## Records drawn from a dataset
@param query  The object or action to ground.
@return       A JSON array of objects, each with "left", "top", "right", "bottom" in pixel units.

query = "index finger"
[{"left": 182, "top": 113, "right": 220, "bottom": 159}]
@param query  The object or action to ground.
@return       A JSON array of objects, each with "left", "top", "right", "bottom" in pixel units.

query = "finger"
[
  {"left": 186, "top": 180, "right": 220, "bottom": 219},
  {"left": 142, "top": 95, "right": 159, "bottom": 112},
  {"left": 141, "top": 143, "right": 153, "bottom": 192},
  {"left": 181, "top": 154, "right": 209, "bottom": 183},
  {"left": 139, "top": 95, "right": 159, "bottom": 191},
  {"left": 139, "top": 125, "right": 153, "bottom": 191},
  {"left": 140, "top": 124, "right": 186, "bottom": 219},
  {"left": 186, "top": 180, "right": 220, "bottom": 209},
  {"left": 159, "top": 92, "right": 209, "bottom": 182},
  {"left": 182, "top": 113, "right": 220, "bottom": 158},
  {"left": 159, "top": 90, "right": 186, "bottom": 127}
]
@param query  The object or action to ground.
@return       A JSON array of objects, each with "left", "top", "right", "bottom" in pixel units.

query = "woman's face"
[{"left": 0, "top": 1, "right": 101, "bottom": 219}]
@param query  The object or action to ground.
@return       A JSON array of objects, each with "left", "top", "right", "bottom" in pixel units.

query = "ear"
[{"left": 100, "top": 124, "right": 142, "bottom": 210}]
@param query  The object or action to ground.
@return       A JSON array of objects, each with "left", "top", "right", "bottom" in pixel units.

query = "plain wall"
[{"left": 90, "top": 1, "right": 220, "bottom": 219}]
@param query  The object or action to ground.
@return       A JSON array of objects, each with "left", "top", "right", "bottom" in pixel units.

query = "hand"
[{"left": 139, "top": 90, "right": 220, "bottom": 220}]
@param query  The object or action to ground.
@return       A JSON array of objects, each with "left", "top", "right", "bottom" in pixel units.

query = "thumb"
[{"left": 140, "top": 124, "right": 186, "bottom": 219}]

## Work item
Transcribe the full set of records without altering a single character.

## Output of the exercise
@param query  The object or action to ground.
@return       A JSON array of objects, each with "left", "top", "right", "bottom" in pixel units.

query = "index finger"
[{"left": 182, "top": 113, "right": 220, "bottom": 159}]
@param query  The object or action to ground.
@return       A JSON array of objects, each with "left", "top", "right", "bottom" in pixel units.

query = "finger"
[
  {"left": 186, "top": 180, "right": 220, "bottom": 219},
  {"left": 142, "top": 95, "right": 159, "bottom": 112},
  {"left": 141, "top": 143, "right": 153, "bottom": 192},
  {"left": 181, "top": 154, "right": 209, "bottom": 183},
  {"left": 139, "top": 95, "right": 159, "bottom": 191},
  {"left": 139, "top": 125, "right": 153, "bottom": 191},
  {"left": 140, "top": 124, "right": 186, "bottom": 219},
  {"left": 186, "top": 180, "right": 220, "bottom": 209},
  {"left": 159, "top": 92, "right": 209, "bottom": 182},
  {"left": 182, "top": 113, "right": 220, "bottom": 158},
  {"left": 159, "top": 90, "right": 186, "bottom": 127}
]
@param query  The object or action to ground.
@return       A JSON array of objects, each with "left", "top", "right", "bottom" in pixel units.

query = "woman's face"
[{"left": 0, "top": 1, "right": 101, "bottom": 219}]
@param query  The object or action to ground.
@return       A JSON array of objects, each with "left", "top", "right", "bottom" in pixel units.

query = "ear"
[{"left": 100, "top": 124, "right": 142, "bottom": 210}]
@param query  The object or action to ground.
@return       A JSON array of objects, each with "left", "top", "right", "bottom" in pixel units.

query = "plain wall"
[{"left": 90, "top": 1, "right": 220, "bottom": 219}]
@param query  The object or action to ground.
@return       A JSON array of objects, each with "left", "top", "right", "bottom" in pixel units.

query = "hand"
[{"left": 139, "top": 90, "right": 220, "bottom": 220}]
@param query  The object or action to ground.
@return       A JSON array of objects, each with "left", "top", "right", "bottom" in pixel units.

query = "thumb"
[{"left": 140, "top": 124, "right": 186, "bottom": 219}]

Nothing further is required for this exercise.